> [Text passage]
Open Access

Cognitive remediation, brain function and central coherence: an anorexia nervosa pilot study

  • Leon Fonville1,
  • Vincent Giampietro2,
  • Helen Davies1,
  • Naima Lounes1,
  • Andrew Simmons2, 3,
  • Steven Williams2, 3 and
  • Kate Tchanturia1, 4Email author
Annals of General Psychiatry201413:25

https://doi.org/10.1186/s12991-014-0025-z

Received: 10 June 2014

Accepted: 1 September 2014

Published: 16 September 2014

Abstract

Objectives

Cognitive remediation therapy (CRT) for anorexia nervosa (AN) is an intervention designed to improve the thinking processes of AN patients as well as their general cognitive functioning. While previous behavioural studies have shown promising results, no studies to date have assessed the neuronal effects of CRT in AN.

Methods

In this study, nine patients and fourteen healthy controls (HC) performed a variant of the embedded figures test (EFT) during functional magnetic resonance imaging at two separate occasions to assess central coherence. Patients received 10 sessions of CRT in between scans, and controls did not receive any training.

> [Exercise instructions] List every date given in the anorexia nervosa pilot study text, along with the event each one marks. None of the items that follow are needed to work with the anorexia nervosa pilot study text.

> [Data records]
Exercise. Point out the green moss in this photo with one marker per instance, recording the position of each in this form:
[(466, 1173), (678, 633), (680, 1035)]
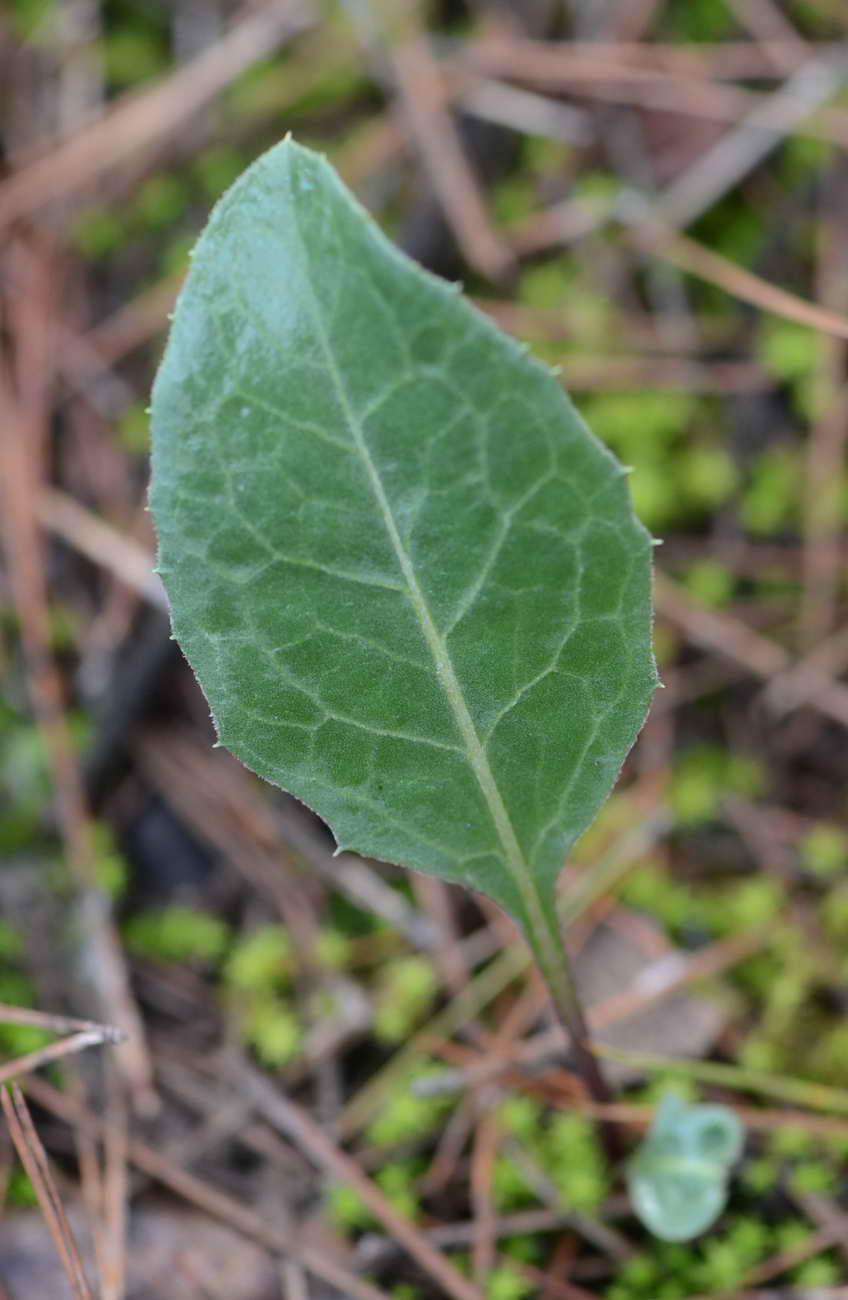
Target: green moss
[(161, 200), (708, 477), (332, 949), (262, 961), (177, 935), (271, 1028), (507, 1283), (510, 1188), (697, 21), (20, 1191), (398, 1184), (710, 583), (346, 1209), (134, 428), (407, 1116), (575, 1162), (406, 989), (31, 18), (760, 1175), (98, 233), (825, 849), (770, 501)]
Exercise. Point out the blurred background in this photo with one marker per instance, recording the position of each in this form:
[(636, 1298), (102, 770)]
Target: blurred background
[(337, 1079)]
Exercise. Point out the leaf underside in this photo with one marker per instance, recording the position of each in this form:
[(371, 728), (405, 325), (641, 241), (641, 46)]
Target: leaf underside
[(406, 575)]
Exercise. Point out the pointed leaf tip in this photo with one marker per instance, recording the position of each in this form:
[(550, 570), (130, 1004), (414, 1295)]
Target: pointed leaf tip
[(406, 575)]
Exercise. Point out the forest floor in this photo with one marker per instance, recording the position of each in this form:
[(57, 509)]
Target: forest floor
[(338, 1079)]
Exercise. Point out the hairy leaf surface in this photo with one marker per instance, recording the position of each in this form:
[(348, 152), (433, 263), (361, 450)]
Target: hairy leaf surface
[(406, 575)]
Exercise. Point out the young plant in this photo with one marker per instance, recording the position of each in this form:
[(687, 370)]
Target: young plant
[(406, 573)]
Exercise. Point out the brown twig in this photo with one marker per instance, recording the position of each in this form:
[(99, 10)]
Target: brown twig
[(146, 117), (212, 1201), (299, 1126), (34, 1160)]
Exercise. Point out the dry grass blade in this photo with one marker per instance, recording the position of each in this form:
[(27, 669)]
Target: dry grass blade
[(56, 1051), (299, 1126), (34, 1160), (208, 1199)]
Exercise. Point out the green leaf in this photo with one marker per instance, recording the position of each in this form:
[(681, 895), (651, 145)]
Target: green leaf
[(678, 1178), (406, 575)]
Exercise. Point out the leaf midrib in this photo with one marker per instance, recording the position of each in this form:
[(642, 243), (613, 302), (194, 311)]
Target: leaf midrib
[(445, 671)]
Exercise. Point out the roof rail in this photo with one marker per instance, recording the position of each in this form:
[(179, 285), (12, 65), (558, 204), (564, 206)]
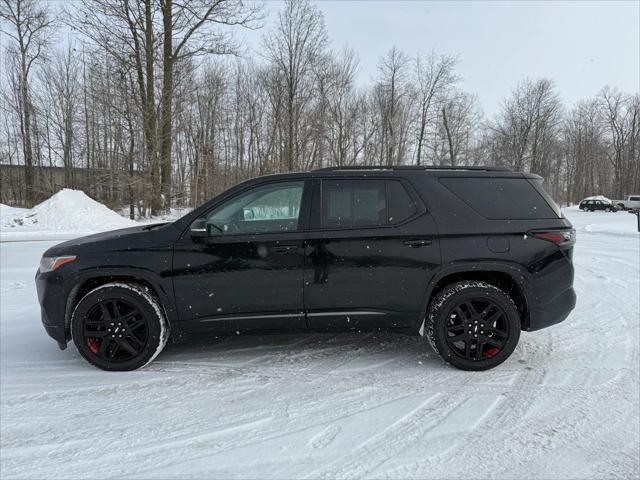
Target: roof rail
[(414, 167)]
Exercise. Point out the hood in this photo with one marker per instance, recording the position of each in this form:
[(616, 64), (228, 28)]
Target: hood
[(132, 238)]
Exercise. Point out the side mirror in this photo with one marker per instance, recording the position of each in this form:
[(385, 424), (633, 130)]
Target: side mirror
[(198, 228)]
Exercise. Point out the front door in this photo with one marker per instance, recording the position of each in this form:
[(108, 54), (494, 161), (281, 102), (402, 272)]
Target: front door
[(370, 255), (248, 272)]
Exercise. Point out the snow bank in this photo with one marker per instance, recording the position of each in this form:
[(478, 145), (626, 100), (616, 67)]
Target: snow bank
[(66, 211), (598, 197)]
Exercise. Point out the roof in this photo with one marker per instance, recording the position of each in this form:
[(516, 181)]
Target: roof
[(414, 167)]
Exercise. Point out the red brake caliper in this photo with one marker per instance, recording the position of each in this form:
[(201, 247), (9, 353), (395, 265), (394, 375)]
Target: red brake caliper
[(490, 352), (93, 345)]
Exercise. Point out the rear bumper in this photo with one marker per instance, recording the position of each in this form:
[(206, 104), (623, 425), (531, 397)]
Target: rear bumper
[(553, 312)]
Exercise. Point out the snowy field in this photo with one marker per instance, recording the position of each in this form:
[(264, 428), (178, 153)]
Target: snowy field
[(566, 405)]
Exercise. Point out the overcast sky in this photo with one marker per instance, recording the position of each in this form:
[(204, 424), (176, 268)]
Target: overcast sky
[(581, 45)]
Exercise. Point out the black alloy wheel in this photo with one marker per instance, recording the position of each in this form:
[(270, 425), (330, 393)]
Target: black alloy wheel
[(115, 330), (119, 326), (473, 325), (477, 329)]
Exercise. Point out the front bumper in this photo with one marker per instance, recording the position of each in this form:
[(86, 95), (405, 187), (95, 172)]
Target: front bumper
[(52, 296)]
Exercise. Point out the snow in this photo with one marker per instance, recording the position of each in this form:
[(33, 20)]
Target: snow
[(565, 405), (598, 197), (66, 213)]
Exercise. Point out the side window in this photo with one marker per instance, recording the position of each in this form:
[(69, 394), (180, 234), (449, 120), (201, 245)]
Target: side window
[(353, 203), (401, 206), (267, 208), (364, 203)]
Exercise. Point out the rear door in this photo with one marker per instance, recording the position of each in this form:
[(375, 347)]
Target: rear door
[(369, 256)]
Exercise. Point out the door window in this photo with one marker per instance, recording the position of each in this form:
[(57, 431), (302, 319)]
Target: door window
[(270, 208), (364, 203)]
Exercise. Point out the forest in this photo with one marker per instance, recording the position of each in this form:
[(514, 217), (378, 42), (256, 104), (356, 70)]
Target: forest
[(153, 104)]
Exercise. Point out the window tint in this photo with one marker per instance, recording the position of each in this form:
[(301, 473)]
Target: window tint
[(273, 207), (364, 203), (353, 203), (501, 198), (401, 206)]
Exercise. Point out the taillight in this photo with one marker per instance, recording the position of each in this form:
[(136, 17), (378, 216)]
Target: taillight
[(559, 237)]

---

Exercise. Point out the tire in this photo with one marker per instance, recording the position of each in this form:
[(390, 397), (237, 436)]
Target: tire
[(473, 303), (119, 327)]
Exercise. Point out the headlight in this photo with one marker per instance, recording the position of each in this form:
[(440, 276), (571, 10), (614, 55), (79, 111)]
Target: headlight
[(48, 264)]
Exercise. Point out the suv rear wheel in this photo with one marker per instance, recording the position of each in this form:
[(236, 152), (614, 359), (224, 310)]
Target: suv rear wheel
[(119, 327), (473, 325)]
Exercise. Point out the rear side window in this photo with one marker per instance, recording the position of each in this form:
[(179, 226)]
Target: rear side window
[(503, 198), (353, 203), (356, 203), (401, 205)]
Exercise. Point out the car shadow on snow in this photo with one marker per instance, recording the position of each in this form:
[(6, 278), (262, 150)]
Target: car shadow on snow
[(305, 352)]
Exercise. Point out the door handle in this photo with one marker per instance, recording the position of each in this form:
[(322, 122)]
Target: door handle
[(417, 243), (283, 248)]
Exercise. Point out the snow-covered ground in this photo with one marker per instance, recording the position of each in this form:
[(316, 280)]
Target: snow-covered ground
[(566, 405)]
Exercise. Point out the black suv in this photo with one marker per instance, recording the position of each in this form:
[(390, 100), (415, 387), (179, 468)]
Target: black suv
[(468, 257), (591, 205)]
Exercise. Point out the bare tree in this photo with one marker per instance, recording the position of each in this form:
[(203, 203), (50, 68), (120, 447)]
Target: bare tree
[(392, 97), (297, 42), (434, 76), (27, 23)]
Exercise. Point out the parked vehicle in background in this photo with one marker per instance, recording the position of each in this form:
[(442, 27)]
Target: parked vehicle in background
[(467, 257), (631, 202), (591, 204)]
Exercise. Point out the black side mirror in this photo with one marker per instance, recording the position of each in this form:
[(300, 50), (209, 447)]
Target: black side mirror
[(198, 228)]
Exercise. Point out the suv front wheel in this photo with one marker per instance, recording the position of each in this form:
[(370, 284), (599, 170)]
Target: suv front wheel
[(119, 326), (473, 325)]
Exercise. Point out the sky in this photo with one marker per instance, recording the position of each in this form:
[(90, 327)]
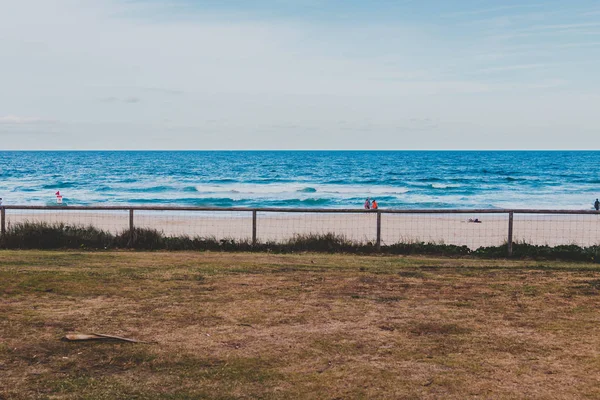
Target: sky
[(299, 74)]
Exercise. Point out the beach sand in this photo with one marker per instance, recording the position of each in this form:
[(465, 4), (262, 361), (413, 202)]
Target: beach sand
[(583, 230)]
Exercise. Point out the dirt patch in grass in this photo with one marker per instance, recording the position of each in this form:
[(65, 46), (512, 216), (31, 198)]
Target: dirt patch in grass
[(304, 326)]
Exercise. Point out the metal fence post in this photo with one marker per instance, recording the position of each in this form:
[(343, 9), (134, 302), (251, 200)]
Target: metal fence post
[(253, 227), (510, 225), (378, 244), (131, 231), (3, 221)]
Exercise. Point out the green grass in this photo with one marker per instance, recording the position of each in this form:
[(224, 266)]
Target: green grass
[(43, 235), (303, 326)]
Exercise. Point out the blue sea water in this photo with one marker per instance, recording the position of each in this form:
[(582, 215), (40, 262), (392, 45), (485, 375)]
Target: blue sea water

> [Written solution]
Received: 10 June 2014
Accepted: 1 September 2014
Published: 16 September 2014